**Extracted text**
-.-.-
Another thing that bugs me about the 21-Day Financial Fast is the insistence that even if you're buying necessities, you mustn't pay for them with plastic. The rationale for this is that credit cards make it "too easy" to acquire things you don't really need. Singletary cites a study done at Britain's Warwick University that found "customers using credit cards spend more than those paying with cash or checks in purchasing situations that are otherwise identical." I couldn't find information about this study, but I do know from personal experience that I tend to put larger purchases on credit cards and pay cash for smaller ones—but the use of the credit card is the effect of the size of the purchase, not the cause. That is, I don't go into the store thinking, "Okay, I'm putting this on plastic, so I can buy whatever I want"; instead I buy whatever's on my list, take it up to the checkout, and only after I see the total do I decide whether to whip out a twenty or my Visa card. And to me, that's the problem with most studies that profess to prove that credit cards increase spending (like this one from the Journal of Applied Psychology); it's never really obvious to me whether the credit card use is really producing the higher spending or is caused by it. (And at least one controlled experiment, done at Carnegie-Mellon in 2009, found that deciding ahead of time to pay with credit rather than cash made no appreciable difference in how much people spent on their lunch.) Moreover, in my case, if I can get 1 percent cash back by using my credit card, then every time I pay for a purchase with cash, I'm actually losing money. So that's yet another way in which this Financial Fast, rather than saving me money, would mean less money in my wallet when the three weeks were up.

Now, some of you may be thinking, "The lady doth protest too much, methinks." It may sound like I'm just rationalizing, insisting that these challenges aren't helpful because I'm not willing to confront my own irresponsible spending habits. Well, it's possible, I suppose, but I really don't think so. I know myself pretty well, and I know that I'm very, very careful with money. In fact, over the past year or so, I've begun to think that my biggest financial weakness may lie in the other direction: I'm not willing enough to spend money, even on things that I can easily afford. Sometimes I have to remind myself that the whole point of saving money is so that you have it to spend on the things you really want, the things that will really make you happy. And while having my mortgage paid off early will certainly make me happy, that's a goal I can easily meet and still treat myself to a new handbag. (Especially if it's a handbag with a lifetime guarantee—so if all goes well, it'll be the last one I ever have to buy.)

I'm not trying to suggest that the February Freeze and the Financial Fast can't be helpful for anyone. I can definitely see how, for people who really do have mindless spending habits that they are trying to break, they could both be useful exercises. And for those who have a lot of fat to trim in their budgets, the unnecessary expenses they'd avoid over the course of three or four weeks would certainly offset the short-term costs of the bargains they'd miss out on. The only thing that really bothers me about them—especially about the Financial Fast—is the insistence that they're important for everyone, no matter what their actual habits or financial situation may be. I don't deny that these challenges could be helpful for a lot of people, but with respect, I have to insist that I know better than Michelle Singletary does what will or won't be helpful for me.
-.-.-
**Recorded information**
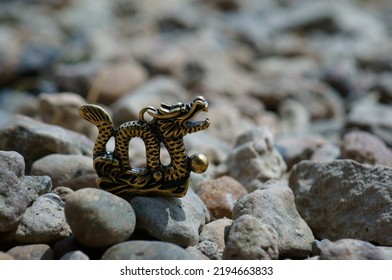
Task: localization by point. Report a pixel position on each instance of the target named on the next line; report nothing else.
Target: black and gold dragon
(168, 126)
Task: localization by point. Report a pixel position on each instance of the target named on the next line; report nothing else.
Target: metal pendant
(168, 126)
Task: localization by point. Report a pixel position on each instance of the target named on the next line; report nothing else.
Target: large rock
(254, 159)
(215, 231)
(344, 199)
(273, 205)
(14, 196)
(372, 117)
(365, 147)
(220, 195)
(98, 218)
(353, 249)
(43, 222)
(250, 239)
(146, 250)
(175, 220)
(34, 139)
(31, 252)
(73, 171)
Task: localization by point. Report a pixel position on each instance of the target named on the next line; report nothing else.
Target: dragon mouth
(198, 105)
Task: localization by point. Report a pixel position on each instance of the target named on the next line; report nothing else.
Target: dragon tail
(98, 116)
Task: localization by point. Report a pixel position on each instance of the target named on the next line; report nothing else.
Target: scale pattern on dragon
(168, 126)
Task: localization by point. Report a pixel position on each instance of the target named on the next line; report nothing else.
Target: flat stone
(146, 250)
(220, 194)
(250, 239)
(329, 195)
(34, 139)
(273, 205)
(31, 252)
(176, 220)
(14, 196)
(73, 171)
(99, 219)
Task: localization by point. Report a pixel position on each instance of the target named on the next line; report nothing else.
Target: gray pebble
(31, 252)
(98, 218)
(249, 239)
(146, 250)
(176, 220)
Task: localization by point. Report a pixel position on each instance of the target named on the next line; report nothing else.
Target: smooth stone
(250, 239)
(14, 196)
(352, 249)
(43, 222)
(34, 139)
(365, 147)
(31, 252)
(215, 231)
(61, 109)
(254, 159)
(209, 249)
(146, 250)
(176, 220)
(98, 218)
(344, 189)
(273, 205)
(73, 171)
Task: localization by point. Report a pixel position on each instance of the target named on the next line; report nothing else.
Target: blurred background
(295, 66)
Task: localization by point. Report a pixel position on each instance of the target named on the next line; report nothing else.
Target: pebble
(31, 252)
(61, 109)
(99, 219)
(254, 159)
(273, 205)
(75, 255)
(295, 148)
(34, 139)
(338, 188)
(62, 192)
(14, 196)
(220, 194)
(72, 171)
(352, 249)
(365, 147)
(215, 231)
(146, 250)
(209, 249)
(175, 220)
(250, 239)
(5, 256)
(43, 222)
(372, 117)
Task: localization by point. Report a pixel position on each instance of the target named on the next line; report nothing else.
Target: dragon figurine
(168, 126)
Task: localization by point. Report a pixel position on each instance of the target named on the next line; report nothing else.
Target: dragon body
(168, 126)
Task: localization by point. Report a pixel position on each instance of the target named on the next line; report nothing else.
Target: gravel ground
(299, 145)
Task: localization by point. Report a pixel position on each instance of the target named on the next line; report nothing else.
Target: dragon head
(176, 120)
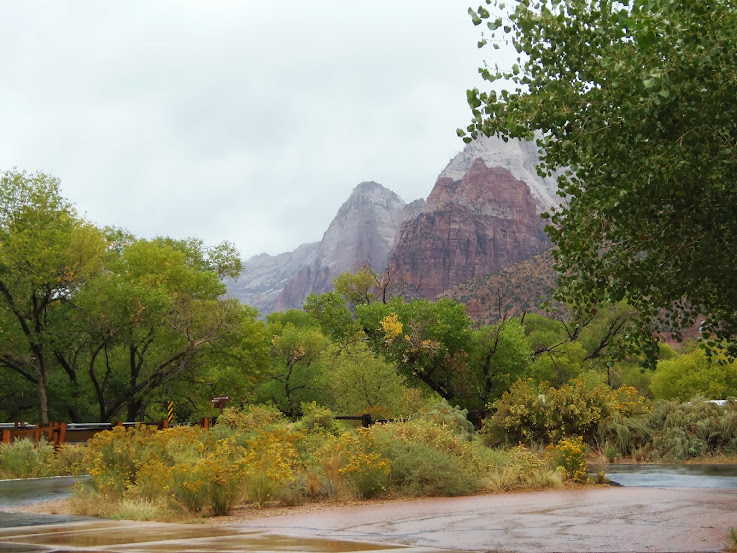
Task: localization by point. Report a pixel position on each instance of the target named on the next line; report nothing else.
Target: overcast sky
(239, 120)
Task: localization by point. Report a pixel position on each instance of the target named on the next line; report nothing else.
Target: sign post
(219, 402)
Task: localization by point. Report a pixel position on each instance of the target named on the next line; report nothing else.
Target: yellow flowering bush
(271, 463)
(365, 468)
(569, 457)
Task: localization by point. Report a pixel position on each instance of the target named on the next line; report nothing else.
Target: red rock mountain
(481, 216)
(470, 227)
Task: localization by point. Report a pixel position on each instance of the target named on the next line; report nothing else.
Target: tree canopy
(633, 105)
(102, 324)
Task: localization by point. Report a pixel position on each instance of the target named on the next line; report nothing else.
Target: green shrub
(316, 418)
(519, 468)
(419, 469)
(22, 459)
(675, 431)
(252, 418)
(544, 414)
(442, 414)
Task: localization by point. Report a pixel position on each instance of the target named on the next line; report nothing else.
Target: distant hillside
(521, 288)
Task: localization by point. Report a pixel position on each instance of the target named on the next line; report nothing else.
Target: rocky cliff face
(520, 157)
(481, 216)
(363, 232)
(265, 276)
(472, 226)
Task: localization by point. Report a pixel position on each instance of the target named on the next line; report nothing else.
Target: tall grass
(675, 431)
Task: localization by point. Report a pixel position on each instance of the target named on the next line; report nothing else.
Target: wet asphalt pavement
(648, 515)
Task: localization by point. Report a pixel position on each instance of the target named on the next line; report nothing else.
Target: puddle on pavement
(36, 490)
(671, 476)
(136, 537)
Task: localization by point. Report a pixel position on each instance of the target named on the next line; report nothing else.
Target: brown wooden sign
(219, 402)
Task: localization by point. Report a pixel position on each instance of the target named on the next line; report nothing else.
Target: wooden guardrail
(58, 433)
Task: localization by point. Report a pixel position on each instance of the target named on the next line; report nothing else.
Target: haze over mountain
(482, 215)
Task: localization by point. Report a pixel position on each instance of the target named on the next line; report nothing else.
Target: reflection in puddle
(152, 537)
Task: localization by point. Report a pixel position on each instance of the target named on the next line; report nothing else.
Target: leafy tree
(151, 316)
(297, 356)
(360, 382)
(694, 374)
(634, 103)
(332, 315)
(428, 341)
(499, 356)
(47, 253)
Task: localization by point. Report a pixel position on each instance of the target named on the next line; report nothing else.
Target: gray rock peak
(520, 157)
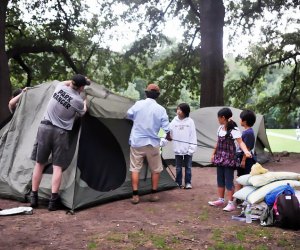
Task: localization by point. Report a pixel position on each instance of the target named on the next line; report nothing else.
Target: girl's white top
(183, 133)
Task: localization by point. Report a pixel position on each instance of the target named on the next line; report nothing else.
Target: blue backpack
(272, 195)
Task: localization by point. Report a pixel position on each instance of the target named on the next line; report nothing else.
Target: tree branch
(19, 59)
(161, 17)
(271, 63)
(294, 80)
(43, 47)
(90, 55)
(193, 8)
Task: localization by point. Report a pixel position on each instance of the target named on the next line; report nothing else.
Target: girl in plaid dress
(224, 158)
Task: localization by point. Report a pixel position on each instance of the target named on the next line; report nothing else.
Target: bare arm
(213, 154)
(244, 147)
(14, 101)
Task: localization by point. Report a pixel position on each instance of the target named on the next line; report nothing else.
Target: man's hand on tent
(168, 136)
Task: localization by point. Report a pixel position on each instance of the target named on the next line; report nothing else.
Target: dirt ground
(182, 219)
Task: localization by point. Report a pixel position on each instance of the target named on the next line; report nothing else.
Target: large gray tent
(99, 151)
(206, 123)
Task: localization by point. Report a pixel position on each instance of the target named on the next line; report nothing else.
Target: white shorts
(152, 154)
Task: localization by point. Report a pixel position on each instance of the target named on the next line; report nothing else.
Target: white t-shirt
(63, 106)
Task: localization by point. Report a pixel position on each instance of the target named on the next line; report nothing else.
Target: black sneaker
(34, 200)
(54, 204)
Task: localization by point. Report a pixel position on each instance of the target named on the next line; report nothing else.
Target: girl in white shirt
(184, 137)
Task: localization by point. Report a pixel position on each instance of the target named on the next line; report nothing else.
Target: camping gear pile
(275, 192)
(99, 152)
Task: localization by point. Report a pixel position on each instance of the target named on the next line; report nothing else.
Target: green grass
(279, 144)
(290, 132)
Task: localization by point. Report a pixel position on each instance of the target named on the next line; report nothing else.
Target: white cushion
(259, 194)
(243, 193)
(263, 179)
(244, 180)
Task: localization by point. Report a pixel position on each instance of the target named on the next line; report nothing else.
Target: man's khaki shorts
(149, 152)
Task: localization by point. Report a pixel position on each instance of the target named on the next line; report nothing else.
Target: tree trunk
(212, 14)
(5, 86)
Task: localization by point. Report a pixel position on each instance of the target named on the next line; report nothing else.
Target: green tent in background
(99, 152)
(206, 122)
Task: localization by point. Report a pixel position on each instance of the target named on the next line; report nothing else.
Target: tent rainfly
(206, 124)
(99, 152)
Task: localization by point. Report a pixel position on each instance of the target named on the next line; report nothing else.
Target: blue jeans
(225, 176)
(186, 161)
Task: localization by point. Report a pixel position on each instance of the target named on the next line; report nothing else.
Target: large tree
(277, 48)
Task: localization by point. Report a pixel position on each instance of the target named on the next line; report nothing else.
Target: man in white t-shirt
(53, 136)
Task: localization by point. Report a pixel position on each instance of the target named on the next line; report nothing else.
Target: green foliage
(271, 85)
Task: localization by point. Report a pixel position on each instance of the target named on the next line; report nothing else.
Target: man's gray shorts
(51, 139)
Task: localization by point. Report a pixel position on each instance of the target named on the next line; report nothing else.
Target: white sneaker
(230, 207)
(216, 203)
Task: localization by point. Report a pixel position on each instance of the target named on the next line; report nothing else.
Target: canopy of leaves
(277, 50)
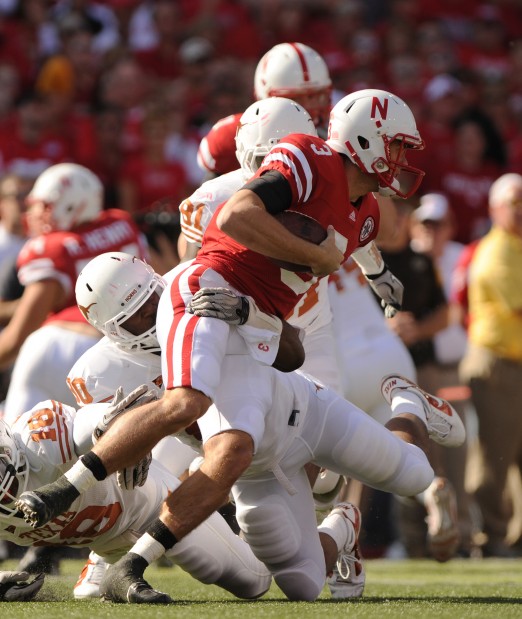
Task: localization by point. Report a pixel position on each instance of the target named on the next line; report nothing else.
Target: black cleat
(123, 582)
(40, 506)
(41, 560)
-.-.-
**Tasks to carry out**
A: In the piece on the 21-Day Financial Fast, what did the 2009 Carnegie-Mellon experiment find?
B: Render this sentence from the piece on the 21-Day Financial Fast in Spanish: "Sometimes I have to remind myself that the whole point of saving money is so that you have it to spend on the things you really want, the things that will really make you happy."

**Task-by-task results**
A: It found that deciding ahead of time to pay with credit rather than cash made no appreciable difference in how much people spent on their lunch.

B: A veces tengo que recordarme que el sentido de ahorrar dinero es tenerlo para gastarlo en las cosas que de verdad quieres, las cosas que realmente te harán feliz.